HOW TO COMPLETE THIS TASK:
Copy the listing below line for line, without changing a single character.

· · · · · · ·

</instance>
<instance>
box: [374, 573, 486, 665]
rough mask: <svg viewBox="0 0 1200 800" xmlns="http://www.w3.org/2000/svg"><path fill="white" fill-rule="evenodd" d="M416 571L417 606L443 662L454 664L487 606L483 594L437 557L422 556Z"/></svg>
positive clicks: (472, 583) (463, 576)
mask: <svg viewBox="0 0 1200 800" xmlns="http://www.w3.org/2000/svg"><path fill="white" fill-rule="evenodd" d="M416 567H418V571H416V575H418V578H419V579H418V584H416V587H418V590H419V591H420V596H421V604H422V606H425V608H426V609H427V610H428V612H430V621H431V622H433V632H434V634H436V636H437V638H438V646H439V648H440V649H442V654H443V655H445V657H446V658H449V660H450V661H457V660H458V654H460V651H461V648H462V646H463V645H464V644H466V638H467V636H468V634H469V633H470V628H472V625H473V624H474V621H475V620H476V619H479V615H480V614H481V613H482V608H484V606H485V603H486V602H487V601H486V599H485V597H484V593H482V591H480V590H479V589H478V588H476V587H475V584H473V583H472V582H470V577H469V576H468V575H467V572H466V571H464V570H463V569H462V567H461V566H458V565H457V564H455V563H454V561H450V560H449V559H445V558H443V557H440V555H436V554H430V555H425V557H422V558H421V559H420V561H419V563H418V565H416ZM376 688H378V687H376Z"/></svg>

· · · · · · ·

OUTPUT FOR THIS TASK:
</instance>
<instance>
box: [374, 573, 486, 665]
rough mask: <svg viewBox="0 0 1200 800" xmlns="http://www.w3.org/2000/svg"><path fill="white" fill-rule="evenodd" d="M416 571L417 606L443 662L454 664L487 606L483 594L437 557L422 556Z"/></svg>
positive clicks: (472, 583) (463, 576)
mask: <svg viewBox="0 0 1200 800" xmlns="http://www.w3.org/2000/svg"><path fill="white" fill-rule="evenodd" d="M416 567H418V571H416V575H418V578H419V579H418V584H416V587H418V590H419V591H420V596H421V604H422V606H425V608H426V609H427V610H428V612H430V621H431V622H433V632H434V634H436V636H437V638H438V646H439V648H440V649H442V654H443V655H445V657H446V658H449V660H450V661H457V660H458V654H460V651H461V648H462V646H463V645H464V644H466V638H467V636H468V634H469V633H470V628H472V625H473V624H474V621H475V620H476V619H479V615H480V614H481V613H482V608H484V606H485V603H486V602H487V601H486V599H485V597H484V593H482V591H480V590H479V589H478V588H476V587H475V584H473V583H472V582H470V577H469V576H468V575H467V572H466V571H464V570H463V569H462V567H461V566H458V565H457V564H455V563H454V561H450V560H449V559H445V558H443V557H440V555H436V554H430V555H425V557H422V558H421V559H420V561H419V563H418V565H416ZM376 688H378V687H376Z"/></svg>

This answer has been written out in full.